Отрывок текста –
+++
Конкретным объектом работы послужил большой, взрослый Шимпанзе Московского Зоопарка, по имени «Парис». Это — «мужик» — серьезный! Невпример нашему Шимпанзенку, с которым мы «в обнимку» жили целые три года (он у нас с рук не сходил!) — старый Шимпанзе Московского Зоопарка — парень серьезный: просунув палец сквозь решотку, — он Вам руку оторвет! Работать с ним приходилось с опаской, только сквозь решотку клетки, избегая тесного контакта:

Сделана была труба из аллюминия, длиною в метр и с диаметром в три-четыре пальца. Внутрь трубы помещался прикорм, лакомство для обезьяны. Лапища у Шимпанзе громадная и просунуть ее в трубу нельзя. Дайте обезьяне палку. Шимпанзе научается палкой вышибать прикорм. Дайте две палки, более короткие, вставляющиеся одна в другую. Обезьяна научается вставлять одну в другую. Получается орудие, пригодное для доставания прикорма. Но, вместо того, чтобы воспользоваться этим орудием, обезьяна вновь его ломает, пихает сначала одну, затем другую палку. Из этого поступка ясно, что Обезьяне недоступно причинно- смысловое понимание поступков, ею совершаемых. Есть дырка — в ряде манипуляции удается в дырку всунуть палку, но воспользоваться этим лишь «случайно» созданным орудием животное не в состоянии.

Это отсутствие у Шимпанзе понимания «причинно-смысловых» соотношений предметов еще яснее выступит из следующего эпизода.
+++
Фрагменты данных –
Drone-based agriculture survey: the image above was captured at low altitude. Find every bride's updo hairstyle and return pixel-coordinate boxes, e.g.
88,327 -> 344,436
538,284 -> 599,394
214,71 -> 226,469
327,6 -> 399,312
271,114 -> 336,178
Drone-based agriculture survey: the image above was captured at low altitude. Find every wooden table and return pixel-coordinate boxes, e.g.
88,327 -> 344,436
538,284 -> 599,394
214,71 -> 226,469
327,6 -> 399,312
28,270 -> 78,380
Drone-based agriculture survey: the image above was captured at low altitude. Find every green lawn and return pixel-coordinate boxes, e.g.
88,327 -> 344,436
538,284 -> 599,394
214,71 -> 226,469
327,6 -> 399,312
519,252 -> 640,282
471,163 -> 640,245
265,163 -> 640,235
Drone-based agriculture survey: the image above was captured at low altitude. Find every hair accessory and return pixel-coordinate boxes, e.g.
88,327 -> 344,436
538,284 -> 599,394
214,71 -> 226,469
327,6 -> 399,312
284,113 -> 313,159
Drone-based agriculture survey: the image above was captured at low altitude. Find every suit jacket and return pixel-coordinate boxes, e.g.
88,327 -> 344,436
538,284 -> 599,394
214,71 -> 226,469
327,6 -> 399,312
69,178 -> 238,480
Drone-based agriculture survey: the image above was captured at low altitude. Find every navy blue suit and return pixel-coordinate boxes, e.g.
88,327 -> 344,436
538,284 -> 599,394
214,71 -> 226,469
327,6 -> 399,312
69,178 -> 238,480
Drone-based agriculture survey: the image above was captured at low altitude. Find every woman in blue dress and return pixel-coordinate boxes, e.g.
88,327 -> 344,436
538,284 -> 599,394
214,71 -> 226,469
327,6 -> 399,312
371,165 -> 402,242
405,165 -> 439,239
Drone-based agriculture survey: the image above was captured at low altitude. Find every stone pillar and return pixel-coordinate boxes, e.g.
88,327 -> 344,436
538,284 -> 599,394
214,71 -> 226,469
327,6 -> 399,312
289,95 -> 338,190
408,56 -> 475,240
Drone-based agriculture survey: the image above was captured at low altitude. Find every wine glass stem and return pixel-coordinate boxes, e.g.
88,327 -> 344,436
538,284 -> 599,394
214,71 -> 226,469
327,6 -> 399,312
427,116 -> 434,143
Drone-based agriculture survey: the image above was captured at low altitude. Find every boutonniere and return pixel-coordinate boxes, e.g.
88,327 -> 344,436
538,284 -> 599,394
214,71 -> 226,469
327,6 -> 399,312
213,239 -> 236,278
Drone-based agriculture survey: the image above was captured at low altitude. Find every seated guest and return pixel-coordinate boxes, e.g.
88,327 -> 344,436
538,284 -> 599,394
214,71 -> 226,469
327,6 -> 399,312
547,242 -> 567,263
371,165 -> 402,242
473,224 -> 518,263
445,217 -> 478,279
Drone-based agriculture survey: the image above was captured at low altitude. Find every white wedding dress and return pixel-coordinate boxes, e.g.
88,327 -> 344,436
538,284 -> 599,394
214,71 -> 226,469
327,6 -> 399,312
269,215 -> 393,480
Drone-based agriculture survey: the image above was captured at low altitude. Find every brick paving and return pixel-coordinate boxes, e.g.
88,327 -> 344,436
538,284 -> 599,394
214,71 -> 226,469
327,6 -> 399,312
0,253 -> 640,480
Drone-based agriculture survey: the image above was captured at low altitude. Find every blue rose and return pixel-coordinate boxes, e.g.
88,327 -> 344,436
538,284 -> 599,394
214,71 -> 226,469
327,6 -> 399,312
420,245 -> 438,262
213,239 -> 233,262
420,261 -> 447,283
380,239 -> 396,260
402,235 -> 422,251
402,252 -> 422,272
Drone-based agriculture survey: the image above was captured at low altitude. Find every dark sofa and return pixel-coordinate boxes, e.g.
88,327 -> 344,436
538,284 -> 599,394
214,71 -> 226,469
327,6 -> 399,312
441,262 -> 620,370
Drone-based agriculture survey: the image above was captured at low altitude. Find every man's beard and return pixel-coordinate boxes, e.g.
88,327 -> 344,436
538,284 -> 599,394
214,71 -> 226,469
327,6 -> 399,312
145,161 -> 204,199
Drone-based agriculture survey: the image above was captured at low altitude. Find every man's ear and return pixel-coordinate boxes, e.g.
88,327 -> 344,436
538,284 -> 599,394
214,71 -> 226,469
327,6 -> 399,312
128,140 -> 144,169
+++
Что нужно сделать –
[a] Верните дословно участок отрывка о шимпанзе от «Сделана была труба» до «не в состоянии.» включительно.
[b] Ответьте по отрывку о шимпанзе на вопросы, помечая ответы так же:
(i) Как звали взрослого шимпанзе Московского зоопарка?
(ii) Какой длины и какого диаметра была труба с прикормом?
(iii) Что обезьяна сделала с составленным из двух палок орудием вместо того, чтобы им воспользоваться?
[c] Продолжите отрывок о шимпанзе. Начните сразу после фразы «Это отсутствие у Шимпанзе понимания „причинно-смысловых“ соотношений предметов еще яснее выступит из следующего эпизода».

Письменные ответы –
[a]
Сделана была труба из аллюминия, длиною в метр и с диаметром в три-четыре пальца. Внутрь трубы помещался прикорм, лакомство для обезьяны. Лапища у Шимпанзе громадная и просунуть ее в трубу нельзя. Дайте обезьяне палку. Шимпанзе научается палкой вышибать прикорм. Дайте две палки, более короткие, вставляющиеся одна в другую. Обезьяна научается вставлять одну в другую. Получается орудие, пригодное для доставания прикорма. Но, вместо того, чтобы воспользоваться этим орудием, обезьяна вновь его ломает, пихает сначала одну, затем другую палку. Из этого поступка ясно, что Обезьяне недоступно причинно- смысловое понимание поступков, ею совершаемых. Есть дырка — в ряде манипуляции удается в дырку всунуть палку, но воспользоваться этим лишь «случайно» созданным орудием животное не в состоянии.

[b]
(i) Его звали «Парис».
(ii) Труба была длиною в метр, а ее диаметр составлял три-четыре пальца.
(iii) Обезьяна снова сломала орудие и стала пихать в трубу сначала одну палку, затем другую.

[c]
Как то раз, товарищи-академики попросили жену — показать им эти опыты с Обезьяной. Жена, конечно, согласилась, но чтобы Шимпанзе случайно не скомпрометтировал себя, не опростоволосился (все же неловко перед академиками, людьми заслуженными и почтенными!) жена пришла за полчаса раньше, до академиков, чтобы подготовить и «задобрить» своего ученика. Жена принесла куриное яйцо — большое лакомство для обезьяны. Шимпанзе берет рукой через решотку куриное яйцо, отколупывет его, берет щепотку соли, солит яйцо с видом явного удовольствия. Итак яйцо скушено, «ученик» задобрен, он не подведет, не «подкачает». Являются академики, садятся перед клеткой. Является жена со своей аппаратурой, дает обезьяне трубу с запрятанным прикормом и палку. Обезьяна берет трубу и палку.. Но что делает обезьяна? Вы будете думать день и ночь и не придумаете! Обезьяна берет трубу, захает щепотку соли и солит металлическую трубу.

При виде этого — академики «животы себе надорвали» от смеха...

И я прошу Вас запомнить эту картину: большой олух, дуралей сидит и солит металлическую трубу. Запомнив этот идиотский образ, Вы на всю жизнь запомните, что из такой обезьяньей головенки человеческую голову и человеческий ум не выведешь, ни сегодня, ни завтра, ни через тысячу лет! Перед нами качественное отличие ума животного и человека и усвоить это чрезвычайно важно.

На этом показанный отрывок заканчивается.